- [WORK REQUIRED] The answer must be every line of the records below that contains the word "query".

[[ MATERIALS PROVIDED, beginning ]]

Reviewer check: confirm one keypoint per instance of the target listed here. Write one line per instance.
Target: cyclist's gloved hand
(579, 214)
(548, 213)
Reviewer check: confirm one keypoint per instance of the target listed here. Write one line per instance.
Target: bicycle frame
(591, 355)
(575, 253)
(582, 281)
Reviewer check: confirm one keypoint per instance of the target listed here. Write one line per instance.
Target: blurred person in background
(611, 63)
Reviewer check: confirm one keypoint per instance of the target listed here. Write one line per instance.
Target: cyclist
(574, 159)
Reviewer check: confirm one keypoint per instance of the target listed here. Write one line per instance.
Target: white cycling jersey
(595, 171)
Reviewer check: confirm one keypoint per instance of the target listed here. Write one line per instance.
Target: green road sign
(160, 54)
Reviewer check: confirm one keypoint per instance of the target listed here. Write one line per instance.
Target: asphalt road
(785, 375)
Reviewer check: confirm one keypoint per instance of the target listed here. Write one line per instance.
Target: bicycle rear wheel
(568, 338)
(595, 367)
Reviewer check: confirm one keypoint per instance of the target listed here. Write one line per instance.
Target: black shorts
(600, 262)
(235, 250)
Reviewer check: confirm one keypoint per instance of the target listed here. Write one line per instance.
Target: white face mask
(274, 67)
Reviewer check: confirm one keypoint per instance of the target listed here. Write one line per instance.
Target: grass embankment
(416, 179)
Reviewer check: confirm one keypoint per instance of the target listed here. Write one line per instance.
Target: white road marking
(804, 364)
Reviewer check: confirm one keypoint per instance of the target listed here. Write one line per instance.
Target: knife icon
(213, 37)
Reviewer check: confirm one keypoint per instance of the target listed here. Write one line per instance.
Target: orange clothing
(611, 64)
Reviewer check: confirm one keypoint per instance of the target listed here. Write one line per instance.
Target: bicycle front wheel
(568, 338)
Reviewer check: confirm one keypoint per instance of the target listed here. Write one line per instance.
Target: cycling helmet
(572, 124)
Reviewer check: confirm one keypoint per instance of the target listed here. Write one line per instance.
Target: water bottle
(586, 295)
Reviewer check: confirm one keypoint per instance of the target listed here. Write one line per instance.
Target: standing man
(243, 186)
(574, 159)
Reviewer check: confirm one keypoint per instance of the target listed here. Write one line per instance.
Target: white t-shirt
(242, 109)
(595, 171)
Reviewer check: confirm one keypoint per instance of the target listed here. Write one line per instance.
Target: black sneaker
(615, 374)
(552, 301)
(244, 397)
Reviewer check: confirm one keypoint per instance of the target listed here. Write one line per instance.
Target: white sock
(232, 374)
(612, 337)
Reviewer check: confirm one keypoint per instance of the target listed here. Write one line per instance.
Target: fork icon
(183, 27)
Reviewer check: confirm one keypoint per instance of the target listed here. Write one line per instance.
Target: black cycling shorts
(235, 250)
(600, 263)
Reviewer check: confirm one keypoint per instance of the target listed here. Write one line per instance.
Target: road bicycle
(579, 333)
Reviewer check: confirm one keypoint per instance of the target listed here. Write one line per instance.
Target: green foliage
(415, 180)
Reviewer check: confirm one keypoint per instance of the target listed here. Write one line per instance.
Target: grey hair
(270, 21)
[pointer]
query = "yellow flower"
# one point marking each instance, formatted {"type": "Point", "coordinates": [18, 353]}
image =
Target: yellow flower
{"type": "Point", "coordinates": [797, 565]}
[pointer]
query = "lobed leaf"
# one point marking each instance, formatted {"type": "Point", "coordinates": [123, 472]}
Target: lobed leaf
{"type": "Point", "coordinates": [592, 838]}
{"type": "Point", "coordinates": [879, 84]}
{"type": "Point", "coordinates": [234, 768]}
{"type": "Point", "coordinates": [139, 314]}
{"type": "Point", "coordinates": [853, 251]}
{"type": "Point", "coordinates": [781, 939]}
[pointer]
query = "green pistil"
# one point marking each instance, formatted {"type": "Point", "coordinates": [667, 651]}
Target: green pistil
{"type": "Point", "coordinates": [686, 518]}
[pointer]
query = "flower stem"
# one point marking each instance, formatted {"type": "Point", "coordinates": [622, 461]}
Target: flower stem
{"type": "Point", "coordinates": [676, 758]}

[[ MATERIALS PROVIDED, end ]]

- [RESULT OF THE TASK]
query = "yellow flower"
query = "lobed leaf"
query = "green pistil"
query = "flower stem"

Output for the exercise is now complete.